[Written problem] List each line below that contains the string "wall". Case counts.

Photo labels with bounding boxes
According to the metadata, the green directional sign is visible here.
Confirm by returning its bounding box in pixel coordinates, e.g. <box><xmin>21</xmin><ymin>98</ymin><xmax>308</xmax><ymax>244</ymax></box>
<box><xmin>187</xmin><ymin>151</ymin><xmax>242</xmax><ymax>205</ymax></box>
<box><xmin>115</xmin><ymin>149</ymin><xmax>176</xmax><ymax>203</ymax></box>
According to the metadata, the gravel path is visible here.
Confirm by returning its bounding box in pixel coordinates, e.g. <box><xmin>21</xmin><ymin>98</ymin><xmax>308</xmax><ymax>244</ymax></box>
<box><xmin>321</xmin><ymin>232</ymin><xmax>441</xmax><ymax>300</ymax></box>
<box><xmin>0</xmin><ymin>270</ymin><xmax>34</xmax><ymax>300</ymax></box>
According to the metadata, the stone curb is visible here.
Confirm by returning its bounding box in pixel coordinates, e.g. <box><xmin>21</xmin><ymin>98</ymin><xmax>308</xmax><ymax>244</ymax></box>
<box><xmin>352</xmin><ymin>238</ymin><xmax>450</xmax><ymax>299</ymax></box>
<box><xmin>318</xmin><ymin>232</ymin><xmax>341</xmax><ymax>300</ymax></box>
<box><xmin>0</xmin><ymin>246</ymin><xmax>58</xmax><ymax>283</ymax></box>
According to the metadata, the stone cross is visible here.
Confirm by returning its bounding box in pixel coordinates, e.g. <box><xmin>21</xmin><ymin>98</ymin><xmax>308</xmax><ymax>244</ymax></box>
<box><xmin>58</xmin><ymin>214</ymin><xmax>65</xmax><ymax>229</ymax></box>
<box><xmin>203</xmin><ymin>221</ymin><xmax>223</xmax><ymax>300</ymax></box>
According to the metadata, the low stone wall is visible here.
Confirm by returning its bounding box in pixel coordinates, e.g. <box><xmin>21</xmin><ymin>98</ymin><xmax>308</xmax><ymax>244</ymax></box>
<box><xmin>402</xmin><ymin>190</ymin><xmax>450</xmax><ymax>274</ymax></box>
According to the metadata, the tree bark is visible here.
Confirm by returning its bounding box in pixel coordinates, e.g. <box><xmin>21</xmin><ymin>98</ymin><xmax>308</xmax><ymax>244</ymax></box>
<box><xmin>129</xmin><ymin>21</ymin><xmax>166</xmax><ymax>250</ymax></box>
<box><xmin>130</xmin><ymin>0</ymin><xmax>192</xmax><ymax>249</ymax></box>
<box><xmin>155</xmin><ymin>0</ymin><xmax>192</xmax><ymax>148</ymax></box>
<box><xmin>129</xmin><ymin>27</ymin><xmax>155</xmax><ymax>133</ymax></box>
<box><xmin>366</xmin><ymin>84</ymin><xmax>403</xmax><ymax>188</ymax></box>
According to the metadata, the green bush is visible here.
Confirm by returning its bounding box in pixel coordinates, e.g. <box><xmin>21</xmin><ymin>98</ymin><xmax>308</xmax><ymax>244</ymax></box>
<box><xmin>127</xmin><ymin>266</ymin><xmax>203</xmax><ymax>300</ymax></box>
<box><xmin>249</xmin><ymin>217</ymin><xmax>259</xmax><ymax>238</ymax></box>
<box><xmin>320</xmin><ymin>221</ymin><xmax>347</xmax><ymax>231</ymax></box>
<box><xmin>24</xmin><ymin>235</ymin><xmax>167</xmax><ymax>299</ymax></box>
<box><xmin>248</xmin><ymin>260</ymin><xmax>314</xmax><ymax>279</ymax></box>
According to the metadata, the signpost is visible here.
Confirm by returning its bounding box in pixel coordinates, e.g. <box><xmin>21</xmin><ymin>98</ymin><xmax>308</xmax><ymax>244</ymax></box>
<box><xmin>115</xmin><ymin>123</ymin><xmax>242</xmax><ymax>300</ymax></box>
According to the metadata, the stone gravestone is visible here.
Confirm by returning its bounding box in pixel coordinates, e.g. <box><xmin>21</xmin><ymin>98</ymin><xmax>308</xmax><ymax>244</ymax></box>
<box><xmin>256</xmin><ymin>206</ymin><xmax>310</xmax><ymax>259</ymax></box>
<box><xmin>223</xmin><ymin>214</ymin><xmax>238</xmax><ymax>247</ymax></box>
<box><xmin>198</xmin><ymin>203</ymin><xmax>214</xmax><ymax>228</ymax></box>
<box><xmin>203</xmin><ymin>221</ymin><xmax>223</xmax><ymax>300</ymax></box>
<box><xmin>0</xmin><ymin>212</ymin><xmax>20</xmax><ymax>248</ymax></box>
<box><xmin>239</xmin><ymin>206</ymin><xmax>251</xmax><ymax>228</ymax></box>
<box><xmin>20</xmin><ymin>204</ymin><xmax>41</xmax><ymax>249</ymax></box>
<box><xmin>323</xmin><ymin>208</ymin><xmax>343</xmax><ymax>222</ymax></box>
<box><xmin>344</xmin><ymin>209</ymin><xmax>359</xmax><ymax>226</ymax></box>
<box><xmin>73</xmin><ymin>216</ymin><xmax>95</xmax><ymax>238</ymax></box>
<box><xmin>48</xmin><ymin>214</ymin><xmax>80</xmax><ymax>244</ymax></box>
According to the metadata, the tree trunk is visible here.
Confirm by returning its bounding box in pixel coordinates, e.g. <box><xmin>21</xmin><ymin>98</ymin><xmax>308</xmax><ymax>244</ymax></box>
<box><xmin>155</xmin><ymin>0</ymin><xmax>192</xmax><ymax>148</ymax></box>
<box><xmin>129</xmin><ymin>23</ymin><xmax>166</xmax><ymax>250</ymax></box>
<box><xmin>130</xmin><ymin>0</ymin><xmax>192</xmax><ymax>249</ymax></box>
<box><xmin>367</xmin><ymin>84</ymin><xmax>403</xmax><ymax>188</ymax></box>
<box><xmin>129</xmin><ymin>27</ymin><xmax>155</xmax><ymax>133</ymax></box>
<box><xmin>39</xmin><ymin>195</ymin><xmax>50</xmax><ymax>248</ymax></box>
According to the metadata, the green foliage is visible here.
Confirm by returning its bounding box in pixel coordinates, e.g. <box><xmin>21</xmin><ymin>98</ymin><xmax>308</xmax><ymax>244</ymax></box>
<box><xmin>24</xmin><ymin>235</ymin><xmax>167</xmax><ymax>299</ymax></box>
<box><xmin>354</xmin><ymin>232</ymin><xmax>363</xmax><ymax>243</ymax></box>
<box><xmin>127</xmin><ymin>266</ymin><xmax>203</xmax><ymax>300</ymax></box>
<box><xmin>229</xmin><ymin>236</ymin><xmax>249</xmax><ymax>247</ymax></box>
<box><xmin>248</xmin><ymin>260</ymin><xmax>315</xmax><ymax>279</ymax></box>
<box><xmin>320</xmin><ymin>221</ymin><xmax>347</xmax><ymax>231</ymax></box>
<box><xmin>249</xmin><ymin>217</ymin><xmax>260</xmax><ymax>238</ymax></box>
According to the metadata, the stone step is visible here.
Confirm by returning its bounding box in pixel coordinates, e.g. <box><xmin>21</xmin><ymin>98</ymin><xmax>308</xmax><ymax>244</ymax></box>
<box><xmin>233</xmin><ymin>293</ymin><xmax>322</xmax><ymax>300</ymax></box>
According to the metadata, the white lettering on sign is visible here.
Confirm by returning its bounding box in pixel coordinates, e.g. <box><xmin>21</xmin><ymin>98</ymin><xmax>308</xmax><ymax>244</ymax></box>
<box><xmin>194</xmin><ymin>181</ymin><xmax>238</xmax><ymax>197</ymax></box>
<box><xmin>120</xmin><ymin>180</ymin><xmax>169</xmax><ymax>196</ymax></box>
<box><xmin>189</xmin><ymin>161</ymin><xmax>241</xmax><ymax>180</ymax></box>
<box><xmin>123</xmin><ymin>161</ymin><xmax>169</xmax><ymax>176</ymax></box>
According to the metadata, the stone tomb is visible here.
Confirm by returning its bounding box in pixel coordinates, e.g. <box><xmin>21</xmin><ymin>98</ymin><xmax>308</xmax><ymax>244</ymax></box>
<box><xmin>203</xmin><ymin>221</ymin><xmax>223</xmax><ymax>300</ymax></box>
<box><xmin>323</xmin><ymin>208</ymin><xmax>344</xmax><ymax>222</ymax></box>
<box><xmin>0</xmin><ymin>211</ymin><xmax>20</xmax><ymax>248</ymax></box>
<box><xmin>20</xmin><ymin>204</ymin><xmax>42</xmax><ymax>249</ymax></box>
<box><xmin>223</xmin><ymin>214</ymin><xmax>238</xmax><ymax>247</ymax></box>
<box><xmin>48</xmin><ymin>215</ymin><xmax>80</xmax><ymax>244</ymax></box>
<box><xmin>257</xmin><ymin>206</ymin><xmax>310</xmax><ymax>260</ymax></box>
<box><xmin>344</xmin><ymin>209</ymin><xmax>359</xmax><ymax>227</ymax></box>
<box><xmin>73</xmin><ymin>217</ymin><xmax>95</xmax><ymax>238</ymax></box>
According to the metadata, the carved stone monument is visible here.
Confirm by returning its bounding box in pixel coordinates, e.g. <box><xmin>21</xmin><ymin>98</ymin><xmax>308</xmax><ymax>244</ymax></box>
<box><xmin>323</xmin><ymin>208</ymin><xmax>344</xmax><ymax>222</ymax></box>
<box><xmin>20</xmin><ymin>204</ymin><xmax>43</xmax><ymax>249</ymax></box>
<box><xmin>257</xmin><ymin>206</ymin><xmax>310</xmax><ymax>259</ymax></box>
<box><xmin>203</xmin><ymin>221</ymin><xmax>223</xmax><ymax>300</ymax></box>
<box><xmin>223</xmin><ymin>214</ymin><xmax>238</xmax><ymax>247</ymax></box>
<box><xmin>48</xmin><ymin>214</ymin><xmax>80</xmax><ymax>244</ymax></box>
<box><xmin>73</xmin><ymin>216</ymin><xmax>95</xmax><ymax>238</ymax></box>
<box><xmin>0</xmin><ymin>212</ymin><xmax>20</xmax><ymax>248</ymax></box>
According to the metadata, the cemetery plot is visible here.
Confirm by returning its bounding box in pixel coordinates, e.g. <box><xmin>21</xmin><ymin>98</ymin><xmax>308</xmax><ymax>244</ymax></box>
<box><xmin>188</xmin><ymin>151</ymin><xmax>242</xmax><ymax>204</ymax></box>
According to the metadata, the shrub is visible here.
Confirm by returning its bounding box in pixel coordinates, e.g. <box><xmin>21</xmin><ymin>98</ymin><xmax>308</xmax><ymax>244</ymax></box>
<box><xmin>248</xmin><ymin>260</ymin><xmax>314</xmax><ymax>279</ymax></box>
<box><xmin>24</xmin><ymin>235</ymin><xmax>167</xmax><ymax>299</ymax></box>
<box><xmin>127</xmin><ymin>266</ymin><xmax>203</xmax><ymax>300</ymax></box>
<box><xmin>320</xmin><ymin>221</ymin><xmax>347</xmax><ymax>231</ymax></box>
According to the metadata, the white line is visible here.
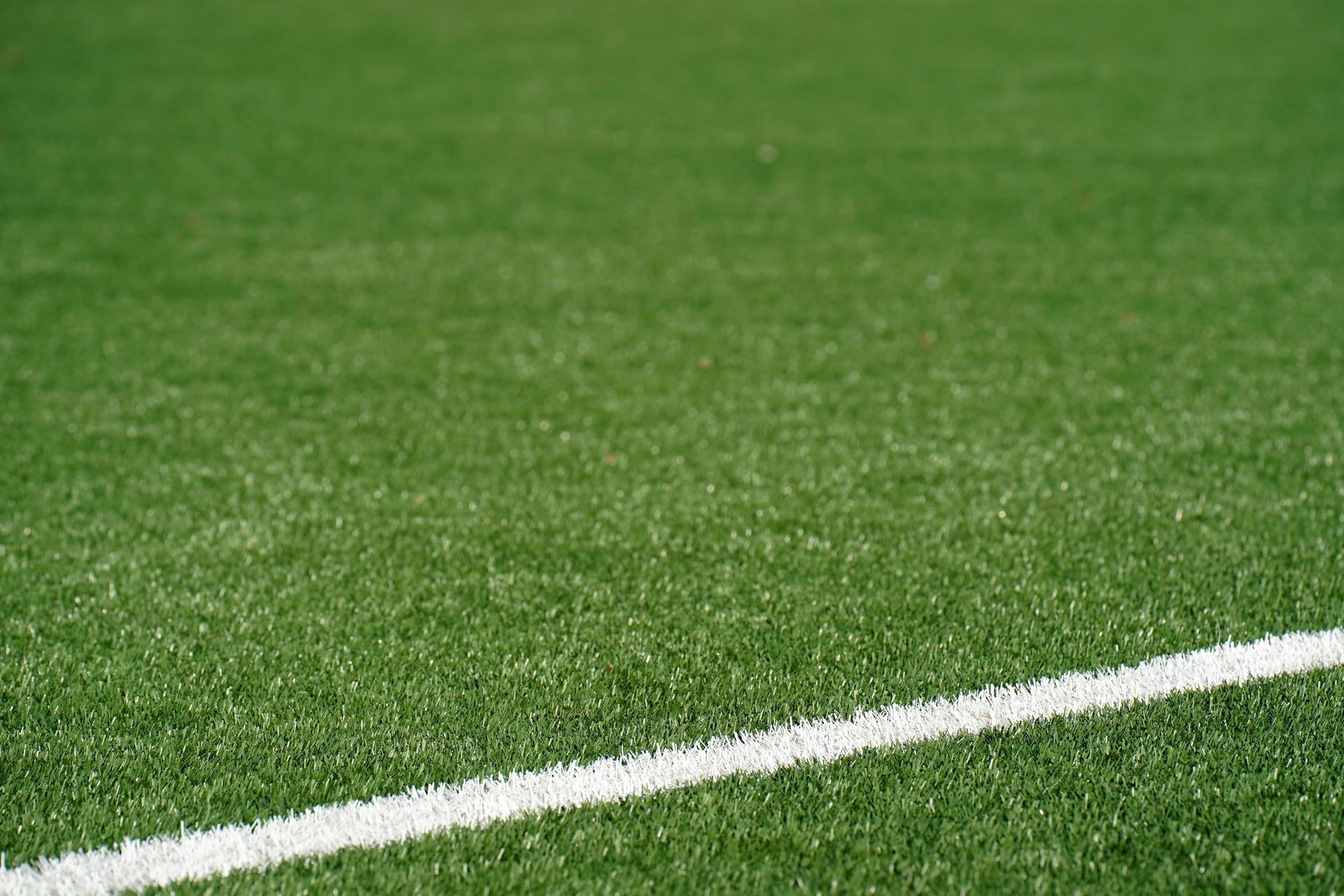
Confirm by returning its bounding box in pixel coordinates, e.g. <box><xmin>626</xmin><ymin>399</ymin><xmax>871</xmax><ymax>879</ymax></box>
<box><xmin>0</xmin><ymin>629</ymin><xmax>1344</xmax><ymax>893</ymax></box>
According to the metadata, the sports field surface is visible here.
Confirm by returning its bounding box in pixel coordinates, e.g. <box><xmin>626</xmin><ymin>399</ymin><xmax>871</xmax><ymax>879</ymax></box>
<box><xmin>0</xmin><ymin>0</ymin><xmax>1344</xmax><ymax>896</ymax></box>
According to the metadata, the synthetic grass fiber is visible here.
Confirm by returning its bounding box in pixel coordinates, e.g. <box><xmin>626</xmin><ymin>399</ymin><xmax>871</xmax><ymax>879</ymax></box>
<box><xmin>0</xmin><ymin>0</ymin><xmax>1344</xmax><ymax>893</ymax></box>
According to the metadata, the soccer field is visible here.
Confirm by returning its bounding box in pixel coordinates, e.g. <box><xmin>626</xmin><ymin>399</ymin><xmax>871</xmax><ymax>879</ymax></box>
<box><xmin>0</xmin><ymin>0</ymin><xmax>1344</xmax><ymax>896</ymax></box>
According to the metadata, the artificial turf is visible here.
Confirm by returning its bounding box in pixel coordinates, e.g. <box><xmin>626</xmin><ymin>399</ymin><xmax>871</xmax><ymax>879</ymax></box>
<box><xmin>0</xmin><ymin>0</ymin><xmax>1344</xmax><ymax>892</ymax></box>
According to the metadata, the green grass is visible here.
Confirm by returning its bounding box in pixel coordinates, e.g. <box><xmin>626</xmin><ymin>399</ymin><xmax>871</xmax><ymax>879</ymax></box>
<box><xmin>0</xmin><ymin>0</ymin><xmax>1344</xmax><ymax>892</ymax></box>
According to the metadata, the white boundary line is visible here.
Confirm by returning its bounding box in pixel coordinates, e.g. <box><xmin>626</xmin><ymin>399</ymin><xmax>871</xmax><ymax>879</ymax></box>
<box><xmin>0</xmin><ymin>629</ymin><xmax>1344</xmax><ymax>893</ymax></box>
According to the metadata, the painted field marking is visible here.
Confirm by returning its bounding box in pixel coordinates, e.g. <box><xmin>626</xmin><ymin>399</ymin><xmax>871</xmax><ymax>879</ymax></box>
<box><xmin>0</xmin><ymin>629</ymin><xmax>1344</xmax><ymax>893</ymax></box>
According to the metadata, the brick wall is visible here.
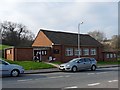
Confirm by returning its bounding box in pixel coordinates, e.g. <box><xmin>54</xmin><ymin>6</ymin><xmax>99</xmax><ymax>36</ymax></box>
<box><xmin>15</xmin><ymin>48</ymin><xmax>33</xmax><ymax>61</ymax></box>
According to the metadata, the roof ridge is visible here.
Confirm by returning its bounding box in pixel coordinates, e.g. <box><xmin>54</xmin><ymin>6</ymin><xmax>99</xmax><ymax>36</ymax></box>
<box><xmin>40</xmin><ymin>29</ymin><xmax>90</xmax><ymax>36</ymax></box>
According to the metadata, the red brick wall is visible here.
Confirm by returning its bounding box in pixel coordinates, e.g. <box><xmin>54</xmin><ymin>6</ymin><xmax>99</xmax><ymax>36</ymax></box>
<box><xmin>103</xmin><ymin>52</ymin><xmax>117</xmax><ymax>61</ymax></box>
<box><xmin>32</xmin><ymin>31</ymin><xmax>52</xmax><ymax>47</ymax></box>
<box><xmin>5</xmin><ymin>48</ymin><xmax>14</xmax><ymax>61</ymax></box>
<box><xmin>55</xmin><ymin>46</ymin><xmax>103</xmax><ymax>62</ymax></box>
<box><xmin>15</xmin><ymin>48</ymin><xmax>33</xmax><ymax>61</ymax></box>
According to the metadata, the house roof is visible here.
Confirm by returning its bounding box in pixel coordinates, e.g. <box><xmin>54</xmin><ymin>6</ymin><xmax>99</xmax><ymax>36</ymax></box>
<box><xmin>40</xmin><ymin>29</ymin><xmax>102</xmax><ymax>46</ymax></box>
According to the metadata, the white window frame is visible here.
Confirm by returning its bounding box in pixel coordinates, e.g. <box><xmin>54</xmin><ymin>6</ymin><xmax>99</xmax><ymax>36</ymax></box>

[Answer for this exercise]
According to the metadata, the low stone wall is visible here.
According to the metadata, the brick wall is visible here.
According to the metadata, the red brick wall is visible here.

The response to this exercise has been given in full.